§ **ARBEITSAUFTRÄGE**:
1. Worin besteht laut dem Text über Lymphödeme die Ursache eines Phlebödems?
2. Schreiben Sie aus dem Text über Lymphödeme die Stelle von „Unterschiedliche Lymphödeme und“ bis einschließlich „dürfte (laut DGL).“ wortgetreu ab.
3. Setzen Sie den Text über Lymphödeme im Anschluss an seinen letzten Satz fort.

§ **LESETEXT**:
Unterschiedliche Lymphödeme und deren Behandlung
Lymphödem
Jedes Lymphödem ist entweder primär (angeboren) oder sekundär (erworben) bedingt. Die Behandlung unterscheidet sich nur in Außnahmen voneinader. Primäre Lymphödeme treten mit einer Häufigkeit von 0,5 ‰ auf, sodass es in Deutschland ca. 40.000 primäre Lymphödeme geben dürfte (laut DGL).
Während die Ödeme an den Armen in der Regel sehr einfach zu diagnostizieren sind, bestehen an den Beinen häufig Kombinationsödeme mehrerer Ödemkrankheiten. Die einzelnen Ödemkomponenten herauszudifferenzieren und die auch oft notwendigen Kombinationstherapien aus medikamentöser und KPE einzuleiten, ist in vielen Fällen nicht einfach und bedarf großer Erfahrung
Phlebödem
Die Ursache eines Phlebödems ist die vorangegangene Schädigung des Venensystems. Durch den entstehenden Rückstau erhöht sich der Druck des Blutes und es wird vermehrt Gewebeflüssigkeit in das Gewebe gedrückt. In erster Linie findet sich das Phlebödem in den Beinen. Therapie ist die MLD/KPE mit anschließender Kompressionsstrumpf Versorgung. Meist reichen Kniestrümpfe.

§ **VORLIEGENDE ANGABEN**:
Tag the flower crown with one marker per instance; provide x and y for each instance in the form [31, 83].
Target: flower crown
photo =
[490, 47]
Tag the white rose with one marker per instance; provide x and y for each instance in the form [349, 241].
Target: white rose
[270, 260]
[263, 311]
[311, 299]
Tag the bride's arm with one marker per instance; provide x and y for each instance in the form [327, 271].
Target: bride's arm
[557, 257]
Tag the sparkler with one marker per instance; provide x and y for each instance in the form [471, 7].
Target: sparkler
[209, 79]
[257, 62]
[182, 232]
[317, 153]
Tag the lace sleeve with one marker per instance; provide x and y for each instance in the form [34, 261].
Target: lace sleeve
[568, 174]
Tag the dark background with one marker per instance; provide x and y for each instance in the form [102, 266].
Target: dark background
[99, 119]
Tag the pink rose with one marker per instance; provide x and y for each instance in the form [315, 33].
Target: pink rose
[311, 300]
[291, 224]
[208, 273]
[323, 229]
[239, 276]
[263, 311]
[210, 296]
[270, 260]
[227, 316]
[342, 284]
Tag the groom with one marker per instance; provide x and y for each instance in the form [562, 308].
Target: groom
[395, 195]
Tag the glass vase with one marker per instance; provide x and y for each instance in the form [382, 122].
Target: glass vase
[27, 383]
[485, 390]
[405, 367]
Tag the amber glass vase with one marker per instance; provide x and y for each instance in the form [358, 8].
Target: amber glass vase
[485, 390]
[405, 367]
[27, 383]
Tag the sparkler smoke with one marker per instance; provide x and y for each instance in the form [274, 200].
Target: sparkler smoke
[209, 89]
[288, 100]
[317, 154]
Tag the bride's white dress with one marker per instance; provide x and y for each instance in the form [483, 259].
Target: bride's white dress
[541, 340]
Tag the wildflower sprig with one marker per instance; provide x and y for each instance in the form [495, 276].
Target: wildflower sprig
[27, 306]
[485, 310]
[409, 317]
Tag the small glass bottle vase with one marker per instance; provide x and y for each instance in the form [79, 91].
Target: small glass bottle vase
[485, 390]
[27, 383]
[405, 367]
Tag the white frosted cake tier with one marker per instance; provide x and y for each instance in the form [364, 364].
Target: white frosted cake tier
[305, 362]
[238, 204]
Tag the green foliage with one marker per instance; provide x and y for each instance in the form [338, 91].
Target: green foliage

§ **LÖSUNGEN NACH NUMMERN**:
1. In der vorangegangenen Schädigung des Venensystems.

2.
Unterschiedliche Lymphödeme und deren Behandlung
Lymphödem
Jedes Lymphödem ist entweder primär (angeboren) oder sekundär (erworben) bedingt. Die Behandlung unterscheidet sich nur in Außnahmen voneinader. Primäre Lymphödeme treten mit einer Häufigkeit von 0,5 ‰ auf, sodass es in Deutschland ca. 40.000 primäre Lymphödeme geben dürfte (laut DGL).

3.
Orthostatisches Ödem
Das orthostatische Ödem entsteht durch eine Belastung des Venen-Lymphsystems durch längeres Stehen oder Sitzen. Am Abend sind die „Beine dick“, jedoch am Morgen bereits wieder dünn. Das Ödem tritt immer an beiden Beinen gleichmäßig auf. Entfällt die Belastung im Alltag, wie z.B. im Urlaub oder an Wochenenden, tritt normalerweise kein orthostatisches Ödem auf. Als Therapie hilft das Tragen von Kompressionsstrümpfen meist aus. Die manuelle Lymphdrainage ist nur in Ausnahmefällen notwendig.
Idiopathisches Ödem
Das ideopathische Ödem kann bei Frauen, oft in der Menopause (plusminus zwei Jahre), auftreten und macht sich dann häufig als Spannungsgefühl im Körper bemerkbar. Das Ödem ist immer symmetrisch, jedoch nicht unbedingt sichtbar. Das Spannungsgefühl tritt am Morgen eher am Oberkörper auf, ab Nachmittag dann eher im Bereich der unteren Körperhälfte. Die Behandlung erfolgt über die manuelle Lymphdrainage und Kompressionsstrümpfe / Kompressionsstrumpfhose.
Diuretika-induziertes Ödem
Diuretiker, sogenannte „Wassertabletten“, haben in der Regel einen negativen Einfluss auf das klassische Lymphödem. Die Eiweisskonzentration wird durch die Einnahme im Gewebe gesteigert, was zu einer erneuten Einlagerung von „Wasser“ führt. Das führt wiederrum zu einer gesteigerten Einnahme von Diuretika, was in einen Teufelskreislauf endet. Die Therapie besteht durch eine ärztlich kontrollierte Diuretika Reduzierung, manueller Lymphdrainage und Kompressionstherapie. Sie die Lymphödeme therapiert, endet die Lymphtherapie.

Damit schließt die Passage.